### Objective
Find each line of the data below that contains the word "gray", and copy every such line in full.

((

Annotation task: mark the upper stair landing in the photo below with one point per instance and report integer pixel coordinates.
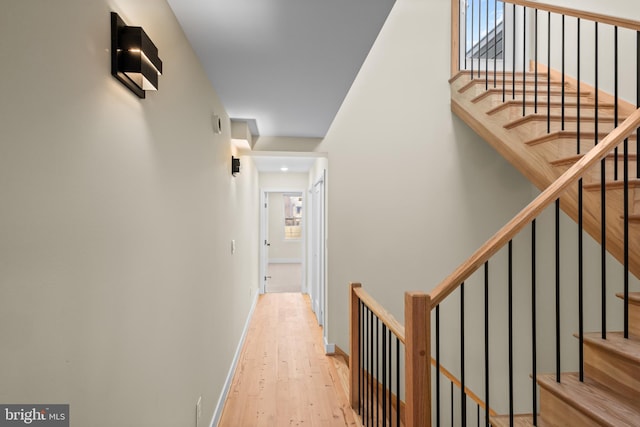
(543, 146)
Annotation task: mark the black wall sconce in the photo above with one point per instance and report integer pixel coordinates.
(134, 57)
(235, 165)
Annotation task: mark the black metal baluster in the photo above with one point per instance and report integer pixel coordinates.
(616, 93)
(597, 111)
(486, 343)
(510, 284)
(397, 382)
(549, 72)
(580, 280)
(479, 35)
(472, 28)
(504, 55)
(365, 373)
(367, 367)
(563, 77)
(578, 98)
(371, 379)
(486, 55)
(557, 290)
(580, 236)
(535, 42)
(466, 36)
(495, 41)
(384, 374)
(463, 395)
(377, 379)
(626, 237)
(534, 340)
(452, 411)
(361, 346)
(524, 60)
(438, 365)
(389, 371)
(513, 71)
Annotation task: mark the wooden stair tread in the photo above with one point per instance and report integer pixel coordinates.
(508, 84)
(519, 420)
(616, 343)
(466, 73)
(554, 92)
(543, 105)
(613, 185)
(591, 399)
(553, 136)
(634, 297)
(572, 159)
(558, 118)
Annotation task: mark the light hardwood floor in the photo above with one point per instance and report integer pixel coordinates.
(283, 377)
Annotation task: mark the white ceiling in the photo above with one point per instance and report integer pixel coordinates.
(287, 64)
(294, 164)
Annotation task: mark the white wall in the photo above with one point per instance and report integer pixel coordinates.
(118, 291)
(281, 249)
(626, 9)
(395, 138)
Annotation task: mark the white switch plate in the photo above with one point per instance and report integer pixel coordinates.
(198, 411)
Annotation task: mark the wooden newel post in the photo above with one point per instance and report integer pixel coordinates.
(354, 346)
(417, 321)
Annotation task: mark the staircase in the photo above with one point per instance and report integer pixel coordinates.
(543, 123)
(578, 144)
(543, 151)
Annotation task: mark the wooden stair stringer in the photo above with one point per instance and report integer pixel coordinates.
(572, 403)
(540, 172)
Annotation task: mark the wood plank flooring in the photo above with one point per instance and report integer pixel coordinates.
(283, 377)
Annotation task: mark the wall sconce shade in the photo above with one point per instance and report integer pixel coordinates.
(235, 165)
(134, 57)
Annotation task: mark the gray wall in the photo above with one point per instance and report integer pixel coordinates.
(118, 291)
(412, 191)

))
((

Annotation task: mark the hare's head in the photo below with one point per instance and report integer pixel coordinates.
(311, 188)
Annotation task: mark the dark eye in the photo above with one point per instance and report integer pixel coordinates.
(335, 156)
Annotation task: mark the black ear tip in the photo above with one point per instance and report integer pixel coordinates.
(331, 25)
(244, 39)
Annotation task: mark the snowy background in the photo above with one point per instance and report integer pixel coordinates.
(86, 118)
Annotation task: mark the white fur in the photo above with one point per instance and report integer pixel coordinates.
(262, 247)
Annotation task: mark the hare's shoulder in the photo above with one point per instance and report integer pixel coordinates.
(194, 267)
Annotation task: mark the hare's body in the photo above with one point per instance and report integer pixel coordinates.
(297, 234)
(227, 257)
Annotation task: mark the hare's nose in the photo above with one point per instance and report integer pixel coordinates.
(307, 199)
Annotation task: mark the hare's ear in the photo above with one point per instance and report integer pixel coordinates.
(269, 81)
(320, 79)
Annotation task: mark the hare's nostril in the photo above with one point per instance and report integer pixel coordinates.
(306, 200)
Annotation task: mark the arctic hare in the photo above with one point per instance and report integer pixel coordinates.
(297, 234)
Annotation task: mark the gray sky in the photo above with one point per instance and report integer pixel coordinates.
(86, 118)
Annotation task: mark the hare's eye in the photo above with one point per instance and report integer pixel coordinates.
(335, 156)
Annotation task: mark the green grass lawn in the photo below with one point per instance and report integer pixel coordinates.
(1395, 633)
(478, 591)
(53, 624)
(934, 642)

))

### Output
Annotation task: mark the gray wall in the photo above with one point per instance and report integer pixel coordinates.
Annotation task: mark the gray sky in the photo above with one point per instance and report integer pixel coordinates.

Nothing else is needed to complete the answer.